▶ TO BE DONE: Echo the lines of the entries below, starting with the line that contains "flower head from the bin shown here." and continuing through the end of the entries.

* * * *

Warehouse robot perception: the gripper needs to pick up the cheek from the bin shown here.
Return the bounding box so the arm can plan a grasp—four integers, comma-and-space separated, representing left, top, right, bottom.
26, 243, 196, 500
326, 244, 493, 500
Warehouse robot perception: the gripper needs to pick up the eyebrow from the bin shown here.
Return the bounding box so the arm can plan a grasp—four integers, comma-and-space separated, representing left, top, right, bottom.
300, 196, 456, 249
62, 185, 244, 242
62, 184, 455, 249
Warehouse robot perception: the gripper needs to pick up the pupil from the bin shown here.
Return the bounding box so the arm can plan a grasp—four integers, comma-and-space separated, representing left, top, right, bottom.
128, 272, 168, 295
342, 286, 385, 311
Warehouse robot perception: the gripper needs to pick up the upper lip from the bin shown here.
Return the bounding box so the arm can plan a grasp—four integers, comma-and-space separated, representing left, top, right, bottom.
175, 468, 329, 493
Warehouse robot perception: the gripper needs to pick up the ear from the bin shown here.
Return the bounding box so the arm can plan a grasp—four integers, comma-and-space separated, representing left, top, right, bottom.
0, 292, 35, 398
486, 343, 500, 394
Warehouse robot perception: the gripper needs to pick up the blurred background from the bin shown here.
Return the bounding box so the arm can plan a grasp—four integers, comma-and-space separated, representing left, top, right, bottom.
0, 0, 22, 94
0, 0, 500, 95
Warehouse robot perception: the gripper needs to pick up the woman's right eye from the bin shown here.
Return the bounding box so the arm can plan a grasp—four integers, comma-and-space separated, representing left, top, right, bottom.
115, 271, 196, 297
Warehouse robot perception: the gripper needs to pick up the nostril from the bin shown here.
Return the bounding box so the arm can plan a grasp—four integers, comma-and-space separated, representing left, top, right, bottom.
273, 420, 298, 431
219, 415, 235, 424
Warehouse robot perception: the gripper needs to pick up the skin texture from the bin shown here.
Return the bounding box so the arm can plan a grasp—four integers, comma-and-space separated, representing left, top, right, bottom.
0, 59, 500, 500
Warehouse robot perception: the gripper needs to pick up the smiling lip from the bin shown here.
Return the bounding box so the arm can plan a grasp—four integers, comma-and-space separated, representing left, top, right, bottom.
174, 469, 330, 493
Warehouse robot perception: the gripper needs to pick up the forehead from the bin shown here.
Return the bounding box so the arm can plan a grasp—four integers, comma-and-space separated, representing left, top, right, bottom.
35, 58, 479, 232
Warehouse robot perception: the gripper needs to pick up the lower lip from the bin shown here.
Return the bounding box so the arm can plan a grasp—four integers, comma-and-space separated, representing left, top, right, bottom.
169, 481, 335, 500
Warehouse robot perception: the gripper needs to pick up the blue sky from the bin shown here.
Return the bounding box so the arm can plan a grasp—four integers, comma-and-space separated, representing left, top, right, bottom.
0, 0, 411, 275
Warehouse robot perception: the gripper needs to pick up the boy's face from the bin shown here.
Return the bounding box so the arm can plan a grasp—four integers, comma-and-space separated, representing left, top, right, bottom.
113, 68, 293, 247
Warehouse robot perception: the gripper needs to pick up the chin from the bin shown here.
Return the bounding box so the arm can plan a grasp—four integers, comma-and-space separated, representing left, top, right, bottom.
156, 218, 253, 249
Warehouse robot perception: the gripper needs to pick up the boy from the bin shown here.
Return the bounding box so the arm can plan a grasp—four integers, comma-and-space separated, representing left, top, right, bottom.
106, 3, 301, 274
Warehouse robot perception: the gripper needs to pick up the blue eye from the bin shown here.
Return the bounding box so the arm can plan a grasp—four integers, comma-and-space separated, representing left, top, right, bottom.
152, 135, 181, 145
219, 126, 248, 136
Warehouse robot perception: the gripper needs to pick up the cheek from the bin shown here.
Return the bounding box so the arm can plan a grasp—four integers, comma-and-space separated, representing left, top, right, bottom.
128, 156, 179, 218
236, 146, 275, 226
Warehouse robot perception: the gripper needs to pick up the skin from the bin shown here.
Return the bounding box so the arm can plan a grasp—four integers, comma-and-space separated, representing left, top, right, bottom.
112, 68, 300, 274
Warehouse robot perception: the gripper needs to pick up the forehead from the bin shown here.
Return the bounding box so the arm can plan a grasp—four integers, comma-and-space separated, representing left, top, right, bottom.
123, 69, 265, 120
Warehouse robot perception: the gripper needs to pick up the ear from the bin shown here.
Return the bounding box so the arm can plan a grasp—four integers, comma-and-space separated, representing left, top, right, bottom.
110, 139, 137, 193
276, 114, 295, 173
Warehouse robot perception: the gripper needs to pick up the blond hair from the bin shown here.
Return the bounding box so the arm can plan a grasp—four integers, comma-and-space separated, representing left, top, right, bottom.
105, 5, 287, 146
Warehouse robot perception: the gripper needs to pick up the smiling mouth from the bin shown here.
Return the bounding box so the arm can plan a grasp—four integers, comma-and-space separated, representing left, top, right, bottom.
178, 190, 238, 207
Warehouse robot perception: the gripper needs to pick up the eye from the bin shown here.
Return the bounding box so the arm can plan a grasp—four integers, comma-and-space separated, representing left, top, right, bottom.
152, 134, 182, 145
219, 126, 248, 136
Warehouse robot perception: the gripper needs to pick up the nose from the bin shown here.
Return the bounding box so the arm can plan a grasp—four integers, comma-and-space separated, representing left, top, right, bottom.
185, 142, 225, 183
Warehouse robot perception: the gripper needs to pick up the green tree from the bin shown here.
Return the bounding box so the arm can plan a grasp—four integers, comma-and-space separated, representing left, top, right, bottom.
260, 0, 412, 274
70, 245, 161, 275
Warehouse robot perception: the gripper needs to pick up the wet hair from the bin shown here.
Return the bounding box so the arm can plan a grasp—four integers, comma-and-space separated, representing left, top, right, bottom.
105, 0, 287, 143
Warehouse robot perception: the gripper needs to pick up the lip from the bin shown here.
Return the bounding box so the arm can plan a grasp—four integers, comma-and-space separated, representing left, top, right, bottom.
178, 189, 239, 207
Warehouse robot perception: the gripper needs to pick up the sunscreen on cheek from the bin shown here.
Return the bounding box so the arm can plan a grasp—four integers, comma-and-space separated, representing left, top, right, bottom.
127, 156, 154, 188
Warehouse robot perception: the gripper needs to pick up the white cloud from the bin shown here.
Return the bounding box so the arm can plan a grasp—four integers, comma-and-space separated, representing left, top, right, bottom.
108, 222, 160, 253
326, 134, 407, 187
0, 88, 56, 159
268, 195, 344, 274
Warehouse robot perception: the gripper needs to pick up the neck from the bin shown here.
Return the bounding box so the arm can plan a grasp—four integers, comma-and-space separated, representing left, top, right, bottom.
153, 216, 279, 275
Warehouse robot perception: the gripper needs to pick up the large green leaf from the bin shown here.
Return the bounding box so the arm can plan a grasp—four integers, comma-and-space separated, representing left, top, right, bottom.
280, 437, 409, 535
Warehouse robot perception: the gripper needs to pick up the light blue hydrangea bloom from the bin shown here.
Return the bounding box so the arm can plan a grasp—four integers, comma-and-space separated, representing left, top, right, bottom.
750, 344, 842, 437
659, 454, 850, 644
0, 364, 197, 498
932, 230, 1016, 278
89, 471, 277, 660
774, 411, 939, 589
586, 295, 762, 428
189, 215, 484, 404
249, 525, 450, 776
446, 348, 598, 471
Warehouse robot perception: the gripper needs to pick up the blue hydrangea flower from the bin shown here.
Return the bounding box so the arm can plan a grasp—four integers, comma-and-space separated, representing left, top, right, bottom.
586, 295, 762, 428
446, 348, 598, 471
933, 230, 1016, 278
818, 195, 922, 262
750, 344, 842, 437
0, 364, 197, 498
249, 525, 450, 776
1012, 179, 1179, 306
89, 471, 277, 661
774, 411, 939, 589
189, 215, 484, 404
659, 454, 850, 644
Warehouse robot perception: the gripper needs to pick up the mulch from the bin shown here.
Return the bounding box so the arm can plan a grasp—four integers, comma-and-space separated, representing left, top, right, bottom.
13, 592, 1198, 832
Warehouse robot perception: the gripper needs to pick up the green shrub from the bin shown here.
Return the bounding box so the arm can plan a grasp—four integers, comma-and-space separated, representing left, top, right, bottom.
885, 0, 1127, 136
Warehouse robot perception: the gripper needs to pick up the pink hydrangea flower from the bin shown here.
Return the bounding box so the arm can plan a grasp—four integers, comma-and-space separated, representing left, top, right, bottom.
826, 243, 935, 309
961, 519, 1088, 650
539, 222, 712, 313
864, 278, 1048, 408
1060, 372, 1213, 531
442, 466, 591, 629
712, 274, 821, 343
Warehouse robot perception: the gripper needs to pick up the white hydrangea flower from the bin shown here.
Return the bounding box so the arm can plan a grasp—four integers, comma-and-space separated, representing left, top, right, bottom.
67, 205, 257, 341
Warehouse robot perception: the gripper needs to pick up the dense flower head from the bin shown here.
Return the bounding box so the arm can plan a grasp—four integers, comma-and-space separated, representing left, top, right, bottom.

* * * *

▶ THE COMPLETED TASK:
Warehouse robot perception: the gripper needs to pick up the dense flower head from the bin shown here.
Return the bounding box so the arm can plan a grasp—four integers, comma-and-space separated, representing left, top, right, bottom.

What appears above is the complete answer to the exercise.